THE EXERCISE: Count the lines of the material below that contain the string "bird", treating uppercase and lowercase as different. Reply with the number only.
____
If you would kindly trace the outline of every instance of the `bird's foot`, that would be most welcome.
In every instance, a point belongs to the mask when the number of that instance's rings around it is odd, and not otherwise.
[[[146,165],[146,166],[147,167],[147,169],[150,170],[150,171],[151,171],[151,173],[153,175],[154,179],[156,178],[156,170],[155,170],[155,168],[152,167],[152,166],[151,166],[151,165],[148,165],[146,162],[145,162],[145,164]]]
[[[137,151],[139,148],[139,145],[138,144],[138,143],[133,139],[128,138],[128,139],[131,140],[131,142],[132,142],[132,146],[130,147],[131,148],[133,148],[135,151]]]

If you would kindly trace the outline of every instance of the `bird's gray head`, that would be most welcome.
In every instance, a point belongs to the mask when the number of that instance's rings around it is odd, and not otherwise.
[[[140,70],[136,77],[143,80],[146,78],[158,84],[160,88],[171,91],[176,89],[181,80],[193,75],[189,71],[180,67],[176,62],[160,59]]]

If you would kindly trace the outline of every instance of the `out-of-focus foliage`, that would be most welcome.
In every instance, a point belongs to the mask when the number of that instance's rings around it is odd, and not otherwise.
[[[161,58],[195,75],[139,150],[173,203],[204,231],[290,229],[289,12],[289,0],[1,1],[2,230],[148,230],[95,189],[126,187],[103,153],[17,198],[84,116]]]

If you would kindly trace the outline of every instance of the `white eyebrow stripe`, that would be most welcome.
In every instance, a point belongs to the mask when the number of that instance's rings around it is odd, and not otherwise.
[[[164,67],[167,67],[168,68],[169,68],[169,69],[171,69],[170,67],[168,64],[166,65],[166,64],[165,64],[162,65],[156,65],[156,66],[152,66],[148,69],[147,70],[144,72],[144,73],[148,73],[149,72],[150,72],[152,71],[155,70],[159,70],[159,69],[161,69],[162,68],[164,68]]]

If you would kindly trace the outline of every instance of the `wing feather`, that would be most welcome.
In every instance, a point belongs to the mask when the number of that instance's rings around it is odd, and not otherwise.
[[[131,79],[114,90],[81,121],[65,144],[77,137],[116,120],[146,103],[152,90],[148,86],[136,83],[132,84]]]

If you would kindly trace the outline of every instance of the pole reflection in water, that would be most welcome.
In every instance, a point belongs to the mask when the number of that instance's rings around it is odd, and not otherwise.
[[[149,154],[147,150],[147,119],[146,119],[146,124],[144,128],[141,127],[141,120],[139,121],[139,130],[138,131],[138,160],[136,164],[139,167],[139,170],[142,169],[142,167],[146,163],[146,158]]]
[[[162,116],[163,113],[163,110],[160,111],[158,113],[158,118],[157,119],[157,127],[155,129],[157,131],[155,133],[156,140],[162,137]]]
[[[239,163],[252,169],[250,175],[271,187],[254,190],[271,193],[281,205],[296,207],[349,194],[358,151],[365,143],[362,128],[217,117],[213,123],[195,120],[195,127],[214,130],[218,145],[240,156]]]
____
OUTPUT OF THE TASK: 2